** start of Information supplied **

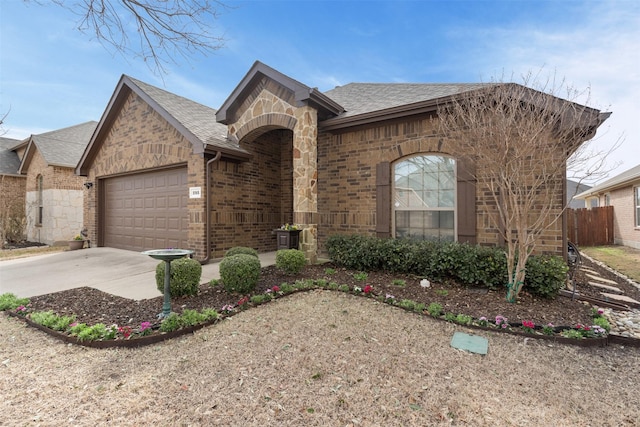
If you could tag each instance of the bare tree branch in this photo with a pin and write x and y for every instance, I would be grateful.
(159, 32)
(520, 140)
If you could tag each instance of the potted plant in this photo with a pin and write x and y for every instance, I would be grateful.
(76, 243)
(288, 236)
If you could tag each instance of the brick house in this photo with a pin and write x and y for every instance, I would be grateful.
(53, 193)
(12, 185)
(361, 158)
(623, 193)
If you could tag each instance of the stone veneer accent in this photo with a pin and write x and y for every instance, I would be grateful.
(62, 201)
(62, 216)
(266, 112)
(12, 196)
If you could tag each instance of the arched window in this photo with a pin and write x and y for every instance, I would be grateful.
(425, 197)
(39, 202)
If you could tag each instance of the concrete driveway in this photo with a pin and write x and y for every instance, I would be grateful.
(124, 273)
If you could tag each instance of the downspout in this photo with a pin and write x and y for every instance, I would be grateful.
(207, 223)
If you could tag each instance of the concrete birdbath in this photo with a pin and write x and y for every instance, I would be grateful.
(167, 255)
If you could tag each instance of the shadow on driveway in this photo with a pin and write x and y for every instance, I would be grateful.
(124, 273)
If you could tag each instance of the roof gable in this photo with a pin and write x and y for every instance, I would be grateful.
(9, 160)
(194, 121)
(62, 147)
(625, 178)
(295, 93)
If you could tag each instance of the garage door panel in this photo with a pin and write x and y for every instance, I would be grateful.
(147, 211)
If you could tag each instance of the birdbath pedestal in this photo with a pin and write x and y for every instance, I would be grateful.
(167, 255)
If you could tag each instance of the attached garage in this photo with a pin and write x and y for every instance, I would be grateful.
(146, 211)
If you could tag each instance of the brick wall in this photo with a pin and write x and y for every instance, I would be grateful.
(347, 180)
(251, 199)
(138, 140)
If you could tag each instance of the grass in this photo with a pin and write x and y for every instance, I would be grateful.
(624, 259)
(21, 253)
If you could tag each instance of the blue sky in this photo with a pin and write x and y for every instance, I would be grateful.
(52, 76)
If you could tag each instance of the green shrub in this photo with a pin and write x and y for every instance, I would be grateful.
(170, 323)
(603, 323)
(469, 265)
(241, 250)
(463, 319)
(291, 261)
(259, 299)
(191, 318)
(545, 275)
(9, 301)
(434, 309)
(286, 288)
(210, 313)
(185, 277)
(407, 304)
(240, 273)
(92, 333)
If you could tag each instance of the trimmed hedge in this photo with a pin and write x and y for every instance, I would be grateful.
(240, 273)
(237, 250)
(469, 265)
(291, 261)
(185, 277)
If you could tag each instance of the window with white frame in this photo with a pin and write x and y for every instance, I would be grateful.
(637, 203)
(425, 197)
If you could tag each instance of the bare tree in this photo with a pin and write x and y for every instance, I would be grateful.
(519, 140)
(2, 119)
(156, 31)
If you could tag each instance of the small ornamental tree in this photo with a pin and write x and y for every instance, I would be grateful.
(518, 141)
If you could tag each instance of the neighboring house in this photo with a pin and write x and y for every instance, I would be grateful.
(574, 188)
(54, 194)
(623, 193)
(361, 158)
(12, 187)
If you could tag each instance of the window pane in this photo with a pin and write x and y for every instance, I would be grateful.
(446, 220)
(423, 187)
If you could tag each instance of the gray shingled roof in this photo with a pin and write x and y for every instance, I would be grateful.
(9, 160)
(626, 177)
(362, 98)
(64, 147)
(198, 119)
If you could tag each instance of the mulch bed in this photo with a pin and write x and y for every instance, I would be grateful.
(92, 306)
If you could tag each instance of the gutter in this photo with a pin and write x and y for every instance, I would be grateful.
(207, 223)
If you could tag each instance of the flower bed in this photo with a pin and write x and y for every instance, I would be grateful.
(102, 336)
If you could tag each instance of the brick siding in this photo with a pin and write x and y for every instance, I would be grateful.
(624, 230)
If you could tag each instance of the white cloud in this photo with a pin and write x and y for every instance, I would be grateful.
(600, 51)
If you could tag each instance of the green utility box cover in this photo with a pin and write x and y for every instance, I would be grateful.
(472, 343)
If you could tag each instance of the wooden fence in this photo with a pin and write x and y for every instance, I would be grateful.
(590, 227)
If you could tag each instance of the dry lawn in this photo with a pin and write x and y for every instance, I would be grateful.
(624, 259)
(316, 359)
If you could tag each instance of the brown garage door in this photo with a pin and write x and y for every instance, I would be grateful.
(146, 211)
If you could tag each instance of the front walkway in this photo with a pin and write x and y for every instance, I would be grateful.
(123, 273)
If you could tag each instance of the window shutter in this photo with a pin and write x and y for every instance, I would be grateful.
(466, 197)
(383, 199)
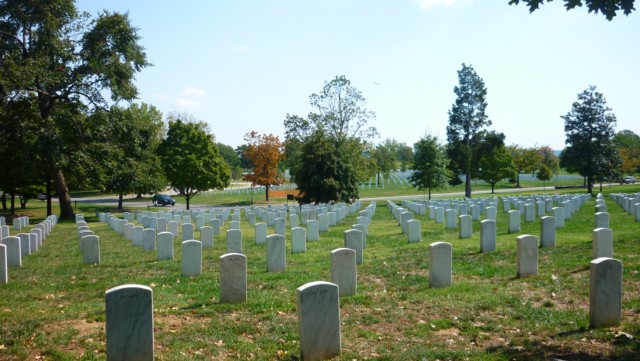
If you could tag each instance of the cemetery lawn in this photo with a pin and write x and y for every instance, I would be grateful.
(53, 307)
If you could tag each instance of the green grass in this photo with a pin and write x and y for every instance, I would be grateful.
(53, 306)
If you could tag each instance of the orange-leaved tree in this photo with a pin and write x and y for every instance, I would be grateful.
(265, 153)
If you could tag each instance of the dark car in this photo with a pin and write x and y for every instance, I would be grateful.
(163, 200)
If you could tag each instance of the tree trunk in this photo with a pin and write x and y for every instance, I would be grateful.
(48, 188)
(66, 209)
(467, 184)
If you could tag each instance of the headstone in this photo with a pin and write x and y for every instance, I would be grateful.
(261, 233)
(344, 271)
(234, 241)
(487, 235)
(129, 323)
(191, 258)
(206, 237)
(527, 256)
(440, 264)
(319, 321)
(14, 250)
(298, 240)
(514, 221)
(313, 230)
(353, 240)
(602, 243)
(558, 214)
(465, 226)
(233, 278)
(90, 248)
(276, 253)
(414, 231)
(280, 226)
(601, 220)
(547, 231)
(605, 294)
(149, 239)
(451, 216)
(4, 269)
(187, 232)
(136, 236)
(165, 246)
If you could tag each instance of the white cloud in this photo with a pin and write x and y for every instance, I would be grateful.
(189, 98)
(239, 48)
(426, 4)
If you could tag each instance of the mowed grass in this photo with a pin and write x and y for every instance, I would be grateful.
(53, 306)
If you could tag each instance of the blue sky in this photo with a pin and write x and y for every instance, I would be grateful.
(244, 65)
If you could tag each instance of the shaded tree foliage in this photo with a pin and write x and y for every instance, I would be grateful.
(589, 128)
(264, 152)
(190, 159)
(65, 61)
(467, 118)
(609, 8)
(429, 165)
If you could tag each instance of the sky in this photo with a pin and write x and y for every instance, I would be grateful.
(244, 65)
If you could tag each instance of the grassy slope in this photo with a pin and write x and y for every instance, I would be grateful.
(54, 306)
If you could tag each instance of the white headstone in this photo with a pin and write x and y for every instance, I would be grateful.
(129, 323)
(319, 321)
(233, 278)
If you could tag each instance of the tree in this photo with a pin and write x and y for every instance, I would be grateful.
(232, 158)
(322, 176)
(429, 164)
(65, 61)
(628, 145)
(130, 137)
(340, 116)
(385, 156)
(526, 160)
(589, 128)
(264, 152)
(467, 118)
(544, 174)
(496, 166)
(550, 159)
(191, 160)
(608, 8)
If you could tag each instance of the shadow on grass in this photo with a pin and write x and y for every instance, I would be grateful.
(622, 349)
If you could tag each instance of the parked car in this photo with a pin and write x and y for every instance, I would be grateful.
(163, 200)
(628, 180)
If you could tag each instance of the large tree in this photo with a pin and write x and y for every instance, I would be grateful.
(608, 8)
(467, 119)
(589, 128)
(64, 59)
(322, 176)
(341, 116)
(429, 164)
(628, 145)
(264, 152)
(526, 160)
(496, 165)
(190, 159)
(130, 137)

** end of Information supplied **

- **Exercise requirements**
Copy every one of the lines above word for word, leaving out the pictures.

- **Exercise response**
If you could tag each instance of the bare tree branch in this photo with a pin and write x and y for every instance, I would be grateful.
(159, 32)
(520, 140)
If you could tag each instance of the potted plant in this photo with a pin and write x and y for every instance, I would be grateful.
(76, 243)
(288, 236)
If you could tag each instance of the brick house in this photo with a pin and write x and y for every instance, I would be grateful.
(53, 193)
(12, 185)
(361, 158)
(623, 193)
If you could tag each instance of the stone veneer accent in this photo with a pin and write x and y for every instance, I would be grateful.
(62, 201)
(62, 216)
(266, 112)
(12, 196)
If you could tag each instance of the arched window in this photo with a pin and write x and y for every instance, I would be grateful.
(425, 197)
(39, 202)
If you could tag each instance of the concrete driveway in this photo with a pin and write x and y for every instance, I would be grateful.
(124, 273)
If you could tag each instance of the downspout in this photo with a pin and write x and y for every instance, I would be grateful.
(207, 223)
If you could tag each instance of the concrete birdbath in this photo with a pin and write x and y for every instance, I would be grateful.
(167, 255)
If you could tag each instance of the shadow on driveway in this photo with a pin and write x and y for every instance, I would be grateful.
(124, 273)
If you could tag each instance of the roof gable in this photo with a pin and write x and y for every instance, I would be grateful.
(9, 160)
(194, 121)
(62, 147)
(625, 178)
(295, 93)
If you could tag each instance of the garage door panel in this photo with a pin and write x and y for every instance, I would be grateful.
(147, 211)
If you could tag each instance of the birdbath pedestal in this photo with a pin and write x and y for every instance, I would be grateful.
(167, 255)
If you could tag each instance of the attached garage in this photo with a pin and write x and y for every instance, I would be grateful.
(146, 211)
If you could tag each instance of the brick wall in this photo with a pin and write x and y for every instance, I would be grateful.
(347, 180)
(251, 199)
(138, 140)
If you could tag each instance of the grass in this photo with a pin and write x and y for every instance, I would be grateful.
(624, 259)
(21, 253)
If you could tag each instance of the blue sky in this photo with a pin and write x and y for every instance, I would be grateful.
(52, 76)
If you could tag each instance of the green shrub in this photo with a pin and write x and y for every instance, I would be grateful.
(170, 323)
(603, 323)
(469, 265)
(241, 250)
(463, 319)
(291, 261)
(259, 299)
(191, 318)
(545, 275)
(9, 301)
(434, 309)
(286, 288)
(210, 313)
(185, 277)
(407, 304)
(240, 273)
(92, 333)
If you could tag each instance of the trimmed hedge in this photo with a pin and write x and y for every instance, I would be grateful.
(240, 273)
(237, 250)
(469, 265)
(291, 261)
(185, 277)
If you could tag each instance of the window with white frame in this photo with a pin and write x and y for every instance, I would be grateful.
(637, 203)
(425, 197)
If you could tag each instance of the bare tree in this photo with a pin and write x and y for every instance, I would be grateful.
(519, 140)
(2, 119)
(156, 31)
If you could tag each instance of the small ornamental tree in this photo with a pin and write x and y for every instance, I would be grateful.
(518, 141)
If you could tag each instance of the neighboring house in this photo with a pin and write x and y for every instance, I would be grateful.
(574, 188)
(54, 194)
(623, 193)
(361, 158)
(12, 187)
If you could tag each instance of the window pane in this photo with a pin and write x and y for every instance, I would be grateful.
(446, 220)
(423, 187)
If you could tag each instance of the gray shingled roof in this photo with a pin and write x and y for every instance, I would be grateful.
(9, 160)
(626, 177)
(362, 98)
(64, 147)
(198, 119)
If you could tag each instance of the mulch bed in this photo with a pin and write x and y for every instance, I would be grateful.
(92, 306)
If you could tag each instance of the gutter in this photo with a pin and write x and y for every instance, I would be grateful.
(207, 223)
If you could tag each instance of the flower bed in this photo with a pin and write x and y for every instance, I would be grateful.
(102, 336)
If you could tag each instance of the brick siding in this photo with a pin and write x and y for every instance, I would be grateful.
(624, 230)
If you could tag each instance of the white cloud in this photo with a pin and write x and y for every instance, I would be grateful.
(600, 51)
If you could tag each instance of the green utility box cover in this photo with a pin and write x and y for every instance, I would be grateful.
(472, 343)
If you could tag each instance of the wooden fence in this photo with a pin and write x and y for every instance, I would be grateful.
(590, 227)
If you could tag each instance of the dry lawn in this photo with a pin and write x and y for every instance, I would be grateful.
(624, 259)
(316, 359)
If you could tag each instance of the brown garage door in this photo with a pin and write x and y for every instance, I would be grateful.
(146, 211)
If you could tag each instance of the front walkway in this photo with a pin and write x and y for every instance, I would be grateful.
(123, 273)
If you could tag each instance of the window shutter in this photo with a pin and write x and y for every instance, I would be grateful.
(466, 197)
(383, 199)
If you could tag each instance of the cemetery lawn in this photo with a pin and write x and y for every instance, I would be grateful.
(53, 307)
If you could tag each instance of the green grass in this photo with a pin and write x and y for every instance, I would be grateful.
(53, 306)
If you could tag each instance of the orange-leaved tree in this photo with a pin and write x and y for every instance, I would be grateful.
(265, 153)
If you could tag each instance of the dark car in this photo with a pin and write x and y for every instance, I would be grateful.
(163, 200)
If you could tag each instance of the tree trunk in this photo with a pin and write x and y for every instance, I would be grateful.
(48, 188)
(66, 209)
(467, 184)
If you could tag each instance of the headstone in this photo with a pin and write x and y for every instance, I would be grateful.
(261, 233)
(344, 271)
(234, 241)
(487, 235)
(129, 323)
(191, 258)
(206, 237)
(527, 256)
(440, 264)
(319, 321)
(14, 250)
(298, 240)
(514, 221)
(313, 230)
(353, 240)
(602, 243)
(558, 214)
(465, 226)
(233, 278)
(90, 248)
(276, 253)
(414, 231)
(280, 226)
(601, 220)
(547, 231)
(605, 294)
(149, 239)
(451, 216)
(4, 269)
(187, 232)
(136, 236)
(165, 246)
If you could tag each instance of the white cloud in this photo with a pin and write x and y for every instance, I would be grateful.
(189, 98)
(239, 48)
(426, 4)
If you could tag each instance of the mowed grass in this photo with a pin and write x and y for every instance, I would be grateful.
(53, 306)
If you could tag each instance of the blue sky in this photo with a pin and write x and y for every instance, I would be grateful.
(244, 65)
If you could tag each instance of the shaded tree foliage in this photo with a pin and write x and y for every instance, I would be grateful.
(589, 128)
(264, 152)
(190, 159)
(65, 61)
(467, 118)
(609, 8)
(429, 165)
If you could tag each instance of the sky in this photo with a pin and write x and y for every instance, I would be grateful.
(244, 65)
If you could tag each instance of the grassy slope in this photo with a pin and write x and y for every instance, I would be grateful.
(54, 306)
If you could tag each instance of the white headstone in this photo with a pin and write x and y for every instance, I would be grateful.
(129, 323)
(319, 321)
(233, 278)
If you could tag each instance of the tree in this photo with a pin and write x and y for every instance, I would be grateful.
(232, 158)
(322, 176)
(429, 164)
(65, 61)
(628, 145)
(130, 137)
(340, 116)
(385, 156)
(526, 160)
(589, 128)
(264, 152)
(467, 118)
(544, 174)
(496, 166)
(550, 159)
(191, 160)
(608, 8)
If you could tag each instance of the shadow on grass in this photo with a pin and write x and y for every instance, I would be grateful.
(622, 349)
If you could tag each instance of the parked car in this photo with a pin and write x and y for every instance, I would be grateful.
(163, 200)
(628, 180)
If you could tag each instance of the large tree in this photo with a pin and write x and y for every instance, I would be grateful.
(608, 8)
(467, 119)
(589, 128)
(64, 59)
(322, 176)
(341, 116)
(429, 164)
(628, 145)
(264, 152)
(526, 160)
(496, 165)
(190, 159)
(130, 137)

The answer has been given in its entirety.